Problem requirements:
Copy exactly the stretch of data below from the line with "126L155 135L136 152L140" through the line with "positive clicks: (372, 206)", including both of those lines.

Data extract:
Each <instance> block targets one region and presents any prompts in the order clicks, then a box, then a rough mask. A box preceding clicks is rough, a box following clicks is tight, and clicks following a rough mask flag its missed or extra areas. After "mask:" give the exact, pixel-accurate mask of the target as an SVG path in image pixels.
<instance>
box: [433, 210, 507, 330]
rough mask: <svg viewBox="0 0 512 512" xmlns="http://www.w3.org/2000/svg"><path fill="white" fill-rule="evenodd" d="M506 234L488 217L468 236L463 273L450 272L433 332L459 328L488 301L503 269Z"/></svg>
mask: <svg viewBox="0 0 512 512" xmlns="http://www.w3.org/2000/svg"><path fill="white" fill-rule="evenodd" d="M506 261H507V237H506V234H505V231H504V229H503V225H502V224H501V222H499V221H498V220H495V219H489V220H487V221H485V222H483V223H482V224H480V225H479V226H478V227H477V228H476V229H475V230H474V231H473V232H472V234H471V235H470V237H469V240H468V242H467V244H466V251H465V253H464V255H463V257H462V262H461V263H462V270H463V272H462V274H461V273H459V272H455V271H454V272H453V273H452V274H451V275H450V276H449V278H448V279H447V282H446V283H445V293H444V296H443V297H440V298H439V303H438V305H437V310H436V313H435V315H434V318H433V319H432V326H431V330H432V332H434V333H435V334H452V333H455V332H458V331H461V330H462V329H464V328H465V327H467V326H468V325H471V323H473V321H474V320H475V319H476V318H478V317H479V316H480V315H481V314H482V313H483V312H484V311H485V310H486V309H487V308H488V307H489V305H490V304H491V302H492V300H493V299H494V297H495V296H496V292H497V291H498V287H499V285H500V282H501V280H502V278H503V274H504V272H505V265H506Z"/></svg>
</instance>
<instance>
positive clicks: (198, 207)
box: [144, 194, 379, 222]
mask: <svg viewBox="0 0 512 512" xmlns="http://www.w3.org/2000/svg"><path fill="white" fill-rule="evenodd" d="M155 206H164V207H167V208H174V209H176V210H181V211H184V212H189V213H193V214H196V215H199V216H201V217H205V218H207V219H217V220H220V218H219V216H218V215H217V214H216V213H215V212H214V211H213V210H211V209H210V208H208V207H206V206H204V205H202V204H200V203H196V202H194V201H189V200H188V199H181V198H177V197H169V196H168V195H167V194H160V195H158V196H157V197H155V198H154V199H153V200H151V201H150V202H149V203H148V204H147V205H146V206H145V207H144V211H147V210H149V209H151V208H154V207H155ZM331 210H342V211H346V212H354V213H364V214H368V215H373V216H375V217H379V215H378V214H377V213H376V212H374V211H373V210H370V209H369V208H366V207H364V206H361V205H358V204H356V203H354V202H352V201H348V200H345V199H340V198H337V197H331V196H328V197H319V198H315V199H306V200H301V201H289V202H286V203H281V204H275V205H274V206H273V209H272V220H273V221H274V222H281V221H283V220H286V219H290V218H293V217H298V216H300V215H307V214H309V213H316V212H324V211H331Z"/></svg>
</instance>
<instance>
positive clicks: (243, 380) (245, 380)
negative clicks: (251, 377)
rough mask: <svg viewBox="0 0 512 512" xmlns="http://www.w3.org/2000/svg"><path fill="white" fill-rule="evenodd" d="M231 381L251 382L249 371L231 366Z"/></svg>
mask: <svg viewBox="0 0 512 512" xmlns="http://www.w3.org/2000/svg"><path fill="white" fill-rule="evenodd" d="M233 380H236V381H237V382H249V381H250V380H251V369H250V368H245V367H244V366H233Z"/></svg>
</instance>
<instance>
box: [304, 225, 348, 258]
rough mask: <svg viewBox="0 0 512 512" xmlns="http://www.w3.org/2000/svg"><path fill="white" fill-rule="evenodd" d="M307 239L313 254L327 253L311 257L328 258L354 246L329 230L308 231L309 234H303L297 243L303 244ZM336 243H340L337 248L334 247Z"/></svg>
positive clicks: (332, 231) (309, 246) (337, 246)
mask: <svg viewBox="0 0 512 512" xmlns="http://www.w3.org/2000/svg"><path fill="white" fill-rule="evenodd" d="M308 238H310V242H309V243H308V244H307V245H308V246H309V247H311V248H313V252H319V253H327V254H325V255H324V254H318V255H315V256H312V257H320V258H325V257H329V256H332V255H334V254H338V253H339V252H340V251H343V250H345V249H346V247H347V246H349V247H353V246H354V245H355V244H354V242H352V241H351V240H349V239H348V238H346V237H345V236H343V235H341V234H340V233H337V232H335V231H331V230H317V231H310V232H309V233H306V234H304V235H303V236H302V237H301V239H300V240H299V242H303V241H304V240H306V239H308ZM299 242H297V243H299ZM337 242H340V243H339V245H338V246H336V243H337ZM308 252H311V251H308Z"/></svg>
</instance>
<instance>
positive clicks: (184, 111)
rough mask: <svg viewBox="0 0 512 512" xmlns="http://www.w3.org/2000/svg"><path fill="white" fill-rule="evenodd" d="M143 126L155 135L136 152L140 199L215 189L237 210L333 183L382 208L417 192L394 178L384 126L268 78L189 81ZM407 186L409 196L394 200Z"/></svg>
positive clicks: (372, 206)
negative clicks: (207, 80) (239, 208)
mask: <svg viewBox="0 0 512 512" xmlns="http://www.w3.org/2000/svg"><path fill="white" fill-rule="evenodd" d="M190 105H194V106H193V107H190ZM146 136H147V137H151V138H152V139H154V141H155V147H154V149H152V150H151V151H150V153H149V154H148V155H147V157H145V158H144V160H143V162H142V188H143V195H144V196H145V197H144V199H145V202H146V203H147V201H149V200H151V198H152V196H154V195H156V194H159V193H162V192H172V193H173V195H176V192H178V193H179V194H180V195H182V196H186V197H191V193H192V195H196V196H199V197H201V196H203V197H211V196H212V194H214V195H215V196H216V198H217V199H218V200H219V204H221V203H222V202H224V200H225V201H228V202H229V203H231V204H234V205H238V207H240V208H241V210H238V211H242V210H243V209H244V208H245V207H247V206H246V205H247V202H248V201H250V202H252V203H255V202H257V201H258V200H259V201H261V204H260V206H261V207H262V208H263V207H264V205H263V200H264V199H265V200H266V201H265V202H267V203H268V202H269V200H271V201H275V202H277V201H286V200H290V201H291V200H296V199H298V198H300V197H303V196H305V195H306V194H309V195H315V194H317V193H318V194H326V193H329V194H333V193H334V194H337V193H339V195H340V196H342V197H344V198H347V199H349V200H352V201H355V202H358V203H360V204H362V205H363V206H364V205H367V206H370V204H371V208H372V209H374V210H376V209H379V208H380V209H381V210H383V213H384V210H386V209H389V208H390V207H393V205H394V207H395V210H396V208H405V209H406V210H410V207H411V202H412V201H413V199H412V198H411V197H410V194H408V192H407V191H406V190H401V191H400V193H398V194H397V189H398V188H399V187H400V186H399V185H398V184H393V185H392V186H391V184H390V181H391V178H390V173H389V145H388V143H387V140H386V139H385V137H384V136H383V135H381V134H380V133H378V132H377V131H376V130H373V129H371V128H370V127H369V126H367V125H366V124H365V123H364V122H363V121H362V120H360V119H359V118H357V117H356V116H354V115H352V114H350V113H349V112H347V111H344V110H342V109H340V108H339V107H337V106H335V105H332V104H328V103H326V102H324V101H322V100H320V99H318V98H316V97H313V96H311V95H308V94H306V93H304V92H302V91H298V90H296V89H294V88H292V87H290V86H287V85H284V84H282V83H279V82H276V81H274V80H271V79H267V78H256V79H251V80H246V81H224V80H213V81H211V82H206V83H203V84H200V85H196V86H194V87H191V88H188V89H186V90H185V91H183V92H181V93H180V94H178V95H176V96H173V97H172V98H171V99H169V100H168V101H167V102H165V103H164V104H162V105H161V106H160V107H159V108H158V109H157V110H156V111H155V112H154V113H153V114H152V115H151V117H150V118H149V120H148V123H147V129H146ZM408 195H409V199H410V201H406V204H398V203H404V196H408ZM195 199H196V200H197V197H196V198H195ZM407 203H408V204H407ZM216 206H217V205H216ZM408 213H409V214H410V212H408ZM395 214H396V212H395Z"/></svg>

Solution below:
rough mask: <svg viewBox="0 0 512 512" xmlns="http://www.w3.org/2000/svg"><path fill="white" fill-rule="evenodd" d="M143 126L155 135L136 152L140 199L215 189L237 210L333 183L382 208L417 192L394 178L384 126L268 78L189 81ZM407 186L409 196L394 200Z"/></svg>
positive clicks: (372, 206)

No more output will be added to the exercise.